[Stored data]
○ ○ ○ ○

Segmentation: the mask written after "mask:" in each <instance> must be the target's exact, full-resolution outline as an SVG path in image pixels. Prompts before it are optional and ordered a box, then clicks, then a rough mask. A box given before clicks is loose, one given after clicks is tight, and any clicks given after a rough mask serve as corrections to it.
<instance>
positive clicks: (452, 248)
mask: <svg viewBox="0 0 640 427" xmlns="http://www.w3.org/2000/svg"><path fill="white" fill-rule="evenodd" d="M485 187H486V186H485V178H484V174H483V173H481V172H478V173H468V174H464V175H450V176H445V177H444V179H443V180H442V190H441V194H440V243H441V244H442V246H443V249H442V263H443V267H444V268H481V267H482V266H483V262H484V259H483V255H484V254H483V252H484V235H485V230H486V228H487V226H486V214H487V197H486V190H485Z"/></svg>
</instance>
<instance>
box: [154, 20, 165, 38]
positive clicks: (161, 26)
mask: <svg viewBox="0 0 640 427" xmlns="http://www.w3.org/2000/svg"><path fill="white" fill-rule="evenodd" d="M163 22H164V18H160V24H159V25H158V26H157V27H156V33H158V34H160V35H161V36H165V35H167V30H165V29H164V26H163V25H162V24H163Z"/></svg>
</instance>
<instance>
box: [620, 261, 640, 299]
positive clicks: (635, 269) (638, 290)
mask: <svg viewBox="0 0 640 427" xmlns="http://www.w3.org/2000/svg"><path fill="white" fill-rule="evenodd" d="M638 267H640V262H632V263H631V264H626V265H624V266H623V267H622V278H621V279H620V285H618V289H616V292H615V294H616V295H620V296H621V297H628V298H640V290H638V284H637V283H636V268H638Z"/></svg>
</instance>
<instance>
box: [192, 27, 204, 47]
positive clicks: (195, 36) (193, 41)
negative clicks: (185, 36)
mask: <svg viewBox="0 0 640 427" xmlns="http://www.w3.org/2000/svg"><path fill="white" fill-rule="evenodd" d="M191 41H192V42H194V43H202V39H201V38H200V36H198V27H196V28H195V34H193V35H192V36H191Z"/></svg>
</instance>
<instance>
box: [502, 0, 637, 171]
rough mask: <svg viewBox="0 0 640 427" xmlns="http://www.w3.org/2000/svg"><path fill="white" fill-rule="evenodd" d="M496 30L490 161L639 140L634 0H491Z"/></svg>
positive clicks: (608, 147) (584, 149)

○ ○ ○ ○

Reproduce the records above word for word.

Segmentation: the mask written after "mask:" in each <instance> must be the target's exact, full-resolution outline as an SVG path in image pixels. Prompts before it are optional and ordered a box, then clicks, then a rough mask. A box given before clicks is loose, one given after clicks is tight, and any clicks given after a rough mask serve as corrections to it.
<instance>
positive clicks: (452, 248)
mask: <svg viewBox="0 0 640 427" xmlns="http://www.w3.org/2000/svg"><path fill="white" fill-rule="evenodd" d="M485 187H486V186H485V178H484V174H483V173H481V172H478V173H468V174H464V175H450V176H445V177H444V179H443V180H442V190H441V194H440V243H441V244H442V246H443V249H442V263H443V267H444V268H481V267H482V266H483V262H484V259H483V255H484V254H483V252H484V235H485V230H486V228H487V226H486V214H487V197H486V190H485Z"/></svg>
</instance>
<instance>
box: [154, 20, 165, 38]
positive clicks: (161, 26)
mask: <svg viewBox="0 0 640 427" xmlns="http://www.w3.org/2000/svg"><path fill="white" fill-rule="evenodd" d="M163 22H164V18H160V24H159V25H158V26H157V27H156V33H158V34H160V35H161V36H165V35H167V30H165V29H164V26H163V25H162V24H163Z"/></svg>
</instance>
<instance>
box: [620, 261, 640, 299]
positive clicks: (635, 269) (638, 290)
mask: <svg viewBox="0 0 640 427" xmlns="http://www.w3.org/2000/svg"><path fill="white" fill-rule="evenodd" d="M638 267H640V262H632V263H631V264H626V265H624V266H623V267H622V278H621V279H620V285H618V289H616V292H615V294H616V295H620V296H621V297H628V298H640V290H638V284H637V283H636V268H638Z"/></svg>
</instance>
<instance>
box: [192, 27, 204, 47]
positive clicks: (195, 36) (193, 41)
negative clicks: (185, 36)
mask: <svg viewBox="0 0 640 427" xmlns="http://www.w3.org/2000/svg"><path fill="white" fill-rule="evenodd" d="M191 41H192V42H194V43H202V39H201V38H200V36H198V27H196V28H195V34H193V35H192V36H191Z"/></svg>
</instance>
<instance>
box: [502, 0, 637, 171]
rough mask: <svg viewBox="0 0 640 427" xmlns="http://www.w3.org/2000/svg"><path fill="white" fill-rule="evenodd" d="M496 30L490 161L639 140L634 0H491Z"/></svg>
positive clicks: (608, 147) (584, 149)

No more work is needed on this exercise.